- Problem description -
Write out the lines from the line containing "Where can you see the white jersey" through the final line of the listing below, exactly, omitting every other line.

- Exercise inputs -
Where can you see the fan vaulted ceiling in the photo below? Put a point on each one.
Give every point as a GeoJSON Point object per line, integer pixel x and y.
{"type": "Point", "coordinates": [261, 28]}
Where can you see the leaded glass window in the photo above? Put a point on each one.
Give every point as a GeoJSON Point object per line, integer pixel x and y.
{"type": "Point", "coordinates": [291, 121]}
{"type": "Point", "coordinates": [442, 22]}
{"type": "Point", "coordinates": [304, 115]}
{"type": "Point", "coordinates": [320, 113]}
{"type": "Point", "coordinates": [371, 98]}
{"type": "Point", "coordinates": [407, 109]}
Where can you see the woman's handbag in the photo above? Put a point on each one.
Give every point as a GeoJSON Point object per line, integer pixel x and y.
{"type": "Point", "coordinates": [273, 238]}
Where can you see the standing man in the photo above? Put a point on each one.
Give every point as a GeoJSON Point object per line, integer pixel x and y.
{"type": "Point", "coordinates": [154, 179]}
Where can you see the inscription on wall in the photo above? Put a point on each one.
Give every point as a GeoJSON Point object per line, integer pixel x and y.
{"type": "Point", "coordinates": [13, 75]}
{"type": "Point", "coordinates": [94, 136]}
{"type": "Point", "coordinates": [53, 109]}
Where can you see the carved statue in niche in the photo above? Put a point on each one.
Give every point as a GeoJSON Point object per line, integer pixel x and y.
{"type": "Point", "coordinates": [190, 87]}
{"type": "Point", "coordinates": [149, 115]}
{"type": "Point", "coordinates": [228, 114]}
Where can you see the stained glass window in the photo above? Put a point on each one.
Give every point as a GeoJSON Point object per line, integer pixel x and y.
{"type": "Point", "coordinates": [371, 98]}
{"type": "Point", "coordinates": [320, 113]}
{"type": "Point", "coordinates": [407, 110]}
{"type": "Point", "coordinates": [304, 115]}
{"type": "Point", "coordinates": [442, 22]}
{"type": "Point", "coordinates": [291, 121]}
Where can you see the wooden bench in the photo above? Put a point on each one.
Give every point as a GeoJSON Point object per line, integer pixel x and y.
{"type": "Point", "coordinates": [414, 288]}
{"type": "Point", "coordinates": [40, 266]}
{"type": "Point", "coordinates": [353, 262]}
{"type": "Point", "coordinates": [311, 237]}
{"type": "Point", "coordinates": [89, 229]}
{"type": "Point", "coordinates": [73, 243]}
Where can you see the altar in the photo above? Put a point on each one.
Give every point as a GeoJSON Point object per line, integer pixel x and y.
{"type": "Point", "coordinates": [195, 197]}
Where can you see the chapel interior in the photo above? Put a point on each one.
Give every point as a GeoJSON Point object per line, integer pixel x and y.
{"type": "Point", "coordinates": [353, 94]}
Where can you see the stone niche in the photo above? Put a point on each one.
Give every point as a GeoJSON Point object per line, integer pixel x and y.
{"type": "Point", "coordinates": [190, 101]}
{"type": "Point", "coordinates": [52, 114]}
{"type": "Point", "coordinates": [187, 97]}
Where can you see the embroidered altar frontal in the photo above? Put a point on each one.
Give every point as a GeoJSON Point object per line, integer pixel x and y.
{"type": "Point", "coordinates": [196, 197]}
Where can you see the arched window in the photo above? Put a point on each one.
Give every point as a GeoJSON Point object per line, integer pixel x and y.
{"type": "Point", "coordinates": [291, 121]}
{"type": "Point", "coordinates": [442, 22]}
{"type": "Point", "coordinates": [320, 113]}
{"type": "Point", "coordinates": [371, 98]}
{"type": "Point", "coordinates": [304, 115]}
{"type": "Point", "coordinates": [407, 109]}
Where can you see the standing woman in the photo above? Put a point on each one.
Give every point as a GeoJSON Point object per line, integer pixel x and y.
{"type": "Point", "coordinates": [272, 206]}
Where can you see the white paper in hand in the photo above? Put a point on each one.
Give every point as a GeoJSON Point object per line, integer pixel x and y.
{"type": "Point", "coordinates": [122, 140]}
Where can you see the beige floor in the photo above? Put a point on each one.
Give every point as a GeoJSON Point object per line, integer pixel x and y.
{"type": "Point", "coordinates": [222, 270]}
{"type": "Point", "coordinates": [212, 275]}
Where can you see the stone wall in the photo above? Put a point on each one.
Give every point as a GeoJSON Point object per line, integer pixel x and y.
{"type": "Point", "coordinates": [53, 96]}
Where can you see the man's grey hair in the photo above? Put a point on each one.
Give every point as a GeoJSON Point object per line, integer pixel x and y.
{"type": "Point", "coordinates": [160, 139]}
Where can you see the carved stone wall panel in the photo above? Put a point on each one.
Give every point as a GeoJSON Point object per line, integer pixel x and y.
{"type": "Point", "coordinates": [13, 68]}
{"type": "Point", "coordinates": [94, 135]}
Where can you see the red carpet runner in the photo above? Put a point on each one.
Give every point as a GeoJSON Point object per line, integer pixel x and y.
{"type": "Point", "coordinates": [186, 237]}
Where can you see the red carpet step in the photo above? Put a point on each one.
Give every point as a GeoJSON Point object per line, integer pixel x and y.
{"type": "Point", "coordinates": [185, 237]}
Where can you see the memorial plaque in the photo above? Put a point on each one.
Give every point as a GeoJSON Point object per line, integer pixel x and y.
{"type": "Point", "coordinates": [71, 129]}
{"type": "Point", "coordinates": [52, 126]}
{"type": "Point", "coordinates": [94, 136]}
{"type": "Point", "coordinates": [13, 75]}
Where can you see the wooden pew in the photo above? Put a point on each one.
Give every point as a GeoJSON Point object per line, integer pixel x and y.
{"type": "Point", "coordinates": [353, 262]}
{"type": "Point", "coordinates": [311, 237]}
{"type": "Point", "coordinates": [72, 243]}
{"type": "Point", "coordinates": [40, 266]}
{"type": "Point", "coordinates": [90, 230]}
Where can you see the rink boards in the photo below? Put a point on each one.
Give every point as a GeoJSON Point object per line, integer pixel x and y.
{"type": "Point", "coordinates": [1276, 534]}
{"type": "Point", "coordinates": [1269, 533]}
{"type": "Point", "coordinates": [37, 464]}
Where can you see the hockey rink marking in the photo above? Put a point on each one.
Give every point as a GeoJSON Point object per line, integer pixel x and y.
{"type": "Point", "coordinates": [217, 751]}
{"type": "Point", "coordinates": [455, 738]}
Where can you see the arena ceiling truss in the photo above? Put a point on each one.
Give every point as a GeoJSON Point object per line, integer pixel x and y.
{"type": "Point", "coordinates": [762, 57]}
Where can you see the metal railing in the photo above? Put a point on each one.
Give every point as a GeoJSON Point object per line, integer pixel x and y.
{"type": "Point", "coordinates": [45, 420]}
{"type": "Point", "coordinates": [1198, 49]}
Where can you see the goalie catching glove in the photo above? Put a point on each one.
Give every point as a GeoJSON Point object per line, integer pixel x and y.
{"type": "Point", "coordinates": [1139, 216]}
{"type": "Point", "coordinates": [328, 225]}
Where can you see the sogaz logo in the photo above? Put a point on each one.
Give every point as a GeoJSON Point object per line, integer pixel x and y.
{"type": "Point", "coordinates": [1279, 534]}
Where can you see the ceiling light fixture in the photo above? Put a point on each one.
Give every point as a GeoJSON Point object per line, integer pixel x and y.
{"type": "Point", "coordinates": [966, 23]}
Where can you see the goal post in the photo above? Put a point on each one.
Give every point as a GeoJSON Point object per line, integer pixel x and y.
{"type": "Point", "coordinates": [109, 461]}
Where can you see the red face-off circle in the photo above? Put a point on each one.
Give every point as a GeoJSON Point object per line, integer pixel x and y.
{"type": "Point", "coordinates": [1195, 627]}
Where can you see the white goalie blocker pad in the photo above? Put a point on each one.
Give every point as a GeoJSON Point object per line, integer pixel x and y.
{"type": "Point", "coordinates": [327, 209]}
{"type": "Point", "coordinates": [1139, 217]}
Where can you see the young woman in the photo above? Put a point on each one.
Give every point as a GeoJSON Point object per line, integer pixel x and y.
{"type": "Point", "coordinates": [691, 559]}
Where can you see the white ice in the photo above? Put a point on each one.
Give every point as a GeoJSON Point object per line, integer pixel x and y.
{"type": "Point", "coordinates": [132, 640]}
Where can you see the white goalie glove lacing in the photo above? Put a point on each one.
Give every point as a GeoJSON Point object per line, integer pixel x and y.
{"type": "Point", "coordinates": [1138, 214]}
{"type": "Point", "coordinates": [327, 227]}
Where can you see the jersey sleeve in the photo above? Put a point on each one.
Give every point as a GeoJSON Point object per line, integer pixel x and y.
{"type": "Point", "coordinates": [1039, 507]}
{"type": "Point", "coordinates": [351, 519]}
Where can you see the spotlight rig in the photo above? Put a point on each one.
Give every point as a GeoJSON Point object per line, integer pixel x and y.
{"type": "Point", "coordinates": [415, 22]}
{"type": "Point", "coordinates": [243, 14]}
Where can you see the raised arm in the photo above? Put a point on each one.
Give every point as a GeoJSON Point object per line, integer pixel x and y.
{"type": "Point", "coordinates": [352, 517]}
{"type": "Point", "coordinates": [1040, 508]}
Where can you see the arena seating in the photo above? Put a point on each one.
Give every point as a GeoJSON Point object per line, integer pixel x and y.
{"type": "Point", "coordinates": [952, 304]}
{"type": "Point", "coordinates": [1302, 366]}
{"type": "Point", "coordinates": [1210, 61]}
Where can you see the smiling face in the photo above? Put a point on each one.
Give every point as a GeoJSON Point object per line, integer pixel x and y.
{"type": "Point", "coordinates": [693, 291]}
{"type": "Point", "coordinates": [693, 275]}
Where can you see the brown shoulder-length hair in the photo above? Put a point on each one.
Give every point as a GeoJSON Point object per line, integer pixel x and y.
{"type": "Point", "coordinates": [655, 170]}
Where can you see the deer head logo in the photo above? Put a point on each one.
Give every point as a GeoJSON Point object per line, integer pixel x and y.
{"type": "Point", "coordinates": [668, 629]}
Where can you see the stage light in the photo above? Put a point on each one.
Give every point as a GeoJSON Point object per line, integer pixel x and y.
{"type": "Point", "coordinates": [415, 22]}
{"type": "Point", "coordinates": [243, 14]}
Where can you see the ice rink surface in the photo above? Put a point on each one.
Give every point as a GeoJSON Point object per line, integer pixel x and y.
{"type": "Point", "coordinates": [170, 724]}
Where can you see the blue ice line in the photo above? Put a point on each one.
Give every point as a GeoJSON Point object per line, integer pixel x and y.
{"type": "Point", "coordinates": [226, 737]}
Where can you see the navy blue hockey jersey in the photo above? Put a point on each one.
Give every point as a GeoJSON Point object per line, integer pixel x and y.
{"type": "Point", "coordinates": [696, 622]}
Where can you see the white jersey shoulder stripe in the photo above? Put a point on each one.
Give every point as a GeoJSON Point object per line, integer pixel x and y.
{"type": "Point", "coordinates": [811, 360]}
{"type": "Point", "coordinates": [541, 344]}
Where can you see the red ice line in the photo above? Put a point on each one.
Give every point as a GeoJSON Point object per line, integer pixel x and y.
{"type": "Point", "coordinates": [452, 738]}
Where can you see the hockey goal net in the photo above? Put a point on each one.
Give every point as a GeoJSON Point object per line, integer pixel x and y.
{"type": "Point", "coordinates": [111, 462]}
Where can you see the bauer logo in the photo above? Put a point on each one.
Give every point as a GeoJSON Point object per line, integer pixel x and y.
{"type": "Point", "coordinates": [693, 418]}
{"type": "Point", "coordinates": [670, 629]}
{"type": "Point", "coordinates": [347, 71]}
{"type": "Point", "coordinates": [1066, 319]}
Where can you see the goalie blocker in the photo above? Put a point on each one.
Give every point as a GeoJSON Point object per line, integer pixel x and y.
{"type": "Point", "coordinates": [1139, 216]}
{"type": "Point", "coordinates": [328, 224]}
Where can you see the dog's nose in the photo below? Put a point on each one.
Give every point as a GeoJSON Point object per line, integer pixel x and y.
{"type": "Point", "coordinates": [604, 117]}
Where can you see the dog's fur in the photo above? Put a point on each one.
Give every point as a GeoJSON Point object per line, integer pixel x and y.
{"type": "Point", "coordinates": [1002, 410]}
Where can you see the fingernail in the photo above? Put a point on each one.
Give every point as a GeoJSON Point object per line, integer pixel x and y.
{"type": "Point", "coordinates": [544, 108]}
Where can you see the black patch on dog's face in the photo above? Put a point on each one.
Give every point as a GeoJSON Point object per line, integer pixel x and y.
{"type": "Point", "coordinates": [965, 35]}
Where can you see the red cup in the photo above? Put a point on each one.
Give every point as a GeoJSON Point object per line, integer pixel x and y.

- Solution to the exercise -
Where can you see the white jersey shoulder stripe in the photo above? Put a point on each one.
Give every point as a GeoJSON Point object per line, integer pixel x and y.
{"type": "Point", "coordinates": [811, 360]}
{"type": "Point", "coordinates": [541, 344]}
Where can you see the red ice line in the photo above? Put a point on each one.
Give every point as a GeoJSON Point object per line, integer pixel x and y.
{"type": "Point", "coordinates": [452, 738]}
Where can you see the hockey goal net in the photo above? Put a point on each one.
Give every point as a GeoJSON Point object per line, integer pixel x and y.
{"type": "Point", "coordinates": [111, 462]}
Where can you see the bauer logo in the photo above? Put a point on each one.
Give every point as a GeoJSON Point object per line, integer pixel x and y.
{"type": "Point", "coordinates": [693, 418]}
{"type": "Point", "coordinates": [670, 629]}
{"type": "Point", "coordinates": [347, 71]}
{"type": "Point", "coordinates": [1066, 319]}
Where can you see the goalie blocker in the photo above? Put a point on each one.
Give every point as a GeoJSON Point object per line, integer pixel x and y.
{"type": "Point", "coordinates": [1139, 216]}
{"type": "Point", "coordinates": [328, 224]}
Where can you see the dog's nose in the photo below? Put a point on each one.
Give every point as a GeoJSON Point object per line, integer pixel x and y.
{"type": "Point", "coordinates": [604, 117]}
Where can you see the dog's fur in the photo above? Put a point on each one.
Give every point as a GeoJSON Point object per line, integer pixel x and y.
{"type": "Point", "coordinates": [1002, 410]}
Where can you see the fingernail in the photo above? Put a point on each one.
Give every point as a GeoJSON Point object per line, integer pixel x and y.
{"type": "Point", "coordinates": [544, 108]}
Where can you see the black patch on dog's face in the photo above? Put a point on each one.
Give every point as a GeoJSON Point object per line, integer pixel x and y.
{"type": "Point", "coordinates": [965, 35]}
Where can you see the red cup in the photo above? Put a point on each one.
Give every point as a GeoJSON Point object per line, integer pixel x and y.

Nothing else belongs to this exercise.